┌─ Extracted entries

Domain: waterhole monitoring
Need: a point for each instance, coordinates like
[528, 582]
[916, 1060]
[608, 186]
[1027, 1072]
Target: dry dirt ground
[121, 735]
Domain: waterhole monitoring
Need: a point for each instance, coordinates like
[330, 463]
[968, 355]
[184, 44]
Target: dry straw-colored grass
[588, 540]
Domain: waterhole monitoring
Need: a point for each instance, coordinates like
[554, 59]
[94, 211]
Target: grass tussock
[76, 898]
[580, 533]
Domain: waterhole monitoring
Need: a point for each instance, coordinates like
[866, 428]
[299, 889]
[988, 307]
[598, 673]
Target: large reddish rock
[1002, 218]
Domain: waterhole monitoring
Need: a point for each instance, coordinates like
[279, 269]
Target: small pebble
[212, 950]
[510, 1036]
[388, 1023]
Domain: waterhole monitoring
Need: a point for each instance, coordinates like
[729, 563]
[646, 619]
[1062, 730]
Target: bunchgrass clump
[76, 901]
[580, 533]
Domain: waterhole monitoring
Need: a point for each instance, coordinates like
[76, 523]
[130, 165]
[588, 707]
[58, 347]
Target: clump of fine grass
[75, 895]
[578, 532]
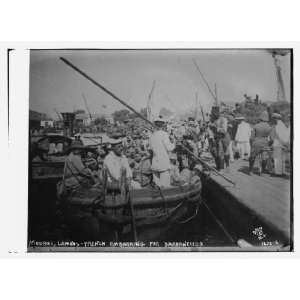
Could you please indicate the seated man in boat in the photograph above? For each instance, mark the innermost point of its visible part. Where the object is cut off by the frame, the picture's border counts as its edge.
(115, 162)
(76, 174)
(174, 171)
(160, 144)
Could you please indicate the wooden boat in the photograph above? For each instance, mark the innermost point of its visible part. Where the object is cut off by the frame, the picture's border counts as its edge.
(142, 214)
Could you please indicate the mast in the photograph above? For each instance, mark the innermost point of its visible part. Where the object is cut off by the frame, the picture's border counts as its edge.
(205, 81)
(87, 108)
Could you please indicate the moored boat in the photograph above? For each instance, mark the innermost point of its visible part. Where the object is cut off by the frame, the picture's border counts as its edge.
(138, 214)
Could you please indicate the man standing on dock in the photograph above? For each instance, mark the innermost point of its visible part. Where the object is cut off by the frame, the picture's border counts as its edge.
(160, 144)
(280, 137)
(242, 138)
(115, 161)
(260, 141)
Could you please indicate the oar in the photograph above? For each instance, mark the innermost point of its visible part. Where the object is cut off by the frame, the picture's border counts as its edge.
(138, 114)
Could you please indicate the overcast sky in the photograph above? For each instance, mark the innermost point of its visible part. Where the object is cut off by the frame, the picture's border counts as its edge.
(130, 74)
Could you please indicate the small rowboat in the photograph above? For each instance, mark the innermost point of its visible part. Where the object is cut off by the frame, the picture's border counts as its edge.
(147, 214)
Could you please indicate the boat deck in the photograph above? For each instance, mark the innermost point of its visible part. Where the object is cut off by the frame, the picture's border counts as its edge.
(267, 196)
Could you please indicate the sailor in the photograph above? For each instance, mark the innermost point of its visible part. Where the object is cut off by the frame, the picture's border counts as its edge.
(242, 137)
(115, 162)
(75, 173)
(260, 138)
(222, 141)
(160, 144)
(280, 137)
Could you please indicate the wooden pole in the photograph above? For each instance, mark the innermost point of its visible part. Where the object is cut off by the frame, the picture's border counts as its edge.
(105, 89)
(205, 81)
(141, 116)
(85, 101)
(149, 101)
(216, 94)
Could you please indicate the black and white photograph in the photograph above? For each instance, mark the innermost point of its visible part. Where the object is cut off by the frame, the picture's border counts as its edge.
(157, 150)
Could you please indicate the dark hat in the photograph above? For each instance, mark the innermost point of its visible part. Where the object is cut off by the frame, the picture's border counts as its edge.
(276, 116)
(264, 116)
(115, 142)
(77, 144)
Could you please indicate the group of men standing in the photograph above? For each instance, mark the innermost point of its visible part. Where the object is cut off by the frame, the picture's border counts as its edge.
(223, 141)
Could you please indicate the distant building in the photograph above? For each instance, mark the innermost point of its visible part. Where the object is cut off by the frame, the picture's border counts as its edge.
(35, 119)
(47, 123)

└─

Requirement ▸ Your reply should be the full data above, copied exactly, with no pictures in it.

Answer space ▸
Domain: waterhole monitoring
Need: a point for each instance, coordinates like
[528, 582]
[916, 1060]
[608, 186]
[1027, 1072]
Target: dry dirt ground
[121, 735]
Domain: waterhole monitoring
Need: a point for each instance, coordinates like
[330, 463]
[968, 355]
[184, 44]
Target: dry straw-colored grass
[588, 540]
Domain: waterhole monitoring
Need: a point for each instance, coordinates like
[554, 59]
[94, 211]
Target: grass tussock
[76, 898]
[580, 533]
Domain: waterhole monitoring
Need: a point for each instance, coordinates like
[866, 428]
[299, 889]
[988, 307]
[598, 673]
Target: large reddish rock
[1002, 218]
Domain: waterhole monitoring
Need: a point for each instance, coordinates like
[279, 269]
Target: small pebble
[212, 950]
[510, 1036]
[388, 1023]
Domain: waterhole monitoring
Need: a point for each instance, coordinates like
[729, 563]
[646, 619]
[1062, 730]
Target: bunchgrass clump
[76, 901]
[580, 533]
Domain: waterhole monitoring
Need: a point for each instance, coordinates like
[76, 523]
[130, 165]
[588, 707]
[58, 347]
Target: clump of fine grass
[75, 895]
[578, 532]
Could you please indicate the seated man in boat in the photograph above? For each instance, mark the innermost point of its visible part. Where the object is cut off by the frame, the picture's border counts as its edge.
(115, 162)
(76, 174)
(174, 171)
(160, 144)
Could you please indicate the wooden boat in the photograph above? For each instance, mark the innermost point of its visible part. Where the object is cut off by the frame, the picture's border counts as its edge.
(142, 214)
Could you please indicate the mast in the photograph above? For each instance, mark the innermost point of its visible part. Where the object is cut off by the frame, the picture's border counts as its edge.
(205, 81)
(87, 108)
Could you please indicate the moored boat in the photograph above? For each instance, mark the innermost point of its visible part. Where the object is cut off by the frame, the picture's border counts as its edge.
(138, 214)
Could you please indicate the man standing on dock in the photograph above? For each instance, mark the innermost point of its visible part. Where the object is cut off by the frame, the picture's border counts as its edge.
(160, 144)
(280, 137)
(242, 138)
(115, 161)
(260, 141)
Could you please indicate the oar in the photograph above? For each instance, mark the innermost point of its visible part. Where the object is cut off by the frame, the picture's border counts as its edge.
(138, 114)
Could you please indicate the overcast sky in the photograph above? For each instance, mark the innermost point of its visible part. Where the object is cut off by the frame, the picture's border counts as its edge.
(130, 74)
Could you please indicate the small rowboat in the photograph above? For each instance, mark the innermost point of its visible part. Where the object is cut off by the frame, the picture's border counts as its edge.
(147, 214)
Could you please indicate the boat deck in the photograph above? For each instance, mark the innermost point of its visible part. Where the object is cut off by the frame, the picture's border counts as its edge.
(267, 196)
Could you please indicate the sailor in the photograph above? For each instance, mark the innermost point of its visible part. Where the object is cut off by the frame, the picture's border counts as its edge.
(242, 137)
(115, 162)
(75, 173)
(260, 138)
(222, 141)
(160, 144)
(280, 137)
Could you please indicate the wooden pole in the photograph above? For each instance, mark the innermost point of its visible part. Where the object is cut off by the frame, the picture's border counts as its edge.
(105, 89)
(205, 81)
(141, 116)
(85, 101)
(149, 101)
(216, 94)
Could you please indicate the black and white photograph in the photograph above? For each instance, mark the innermost point of its visible part. Where the object is cut off by the frame, the picture's border counts as its edge.
(157, 150)
Could you please indicate the dark hat in the photograph above? For each instance, mark the innermost point of its visible part. Where the object is cut off by the frame, the picture's border counts as its edge.
(276, 116)
(264, 116)
(115, 142)
(77, 144)
Could you please indicate the group of men standing in the photograph above? For each instance, mark the innermost point of its visible part. Where the object is cut off by the frame, the picture's border counts as its edge.
(223, 141)
Could you please indicate the distant building in the photograph above? For each instance, mark the innermost point of its visible part. Where the object is cut off by the frame, the picture's border counts as its edge.
(35, 119)
(47, 123)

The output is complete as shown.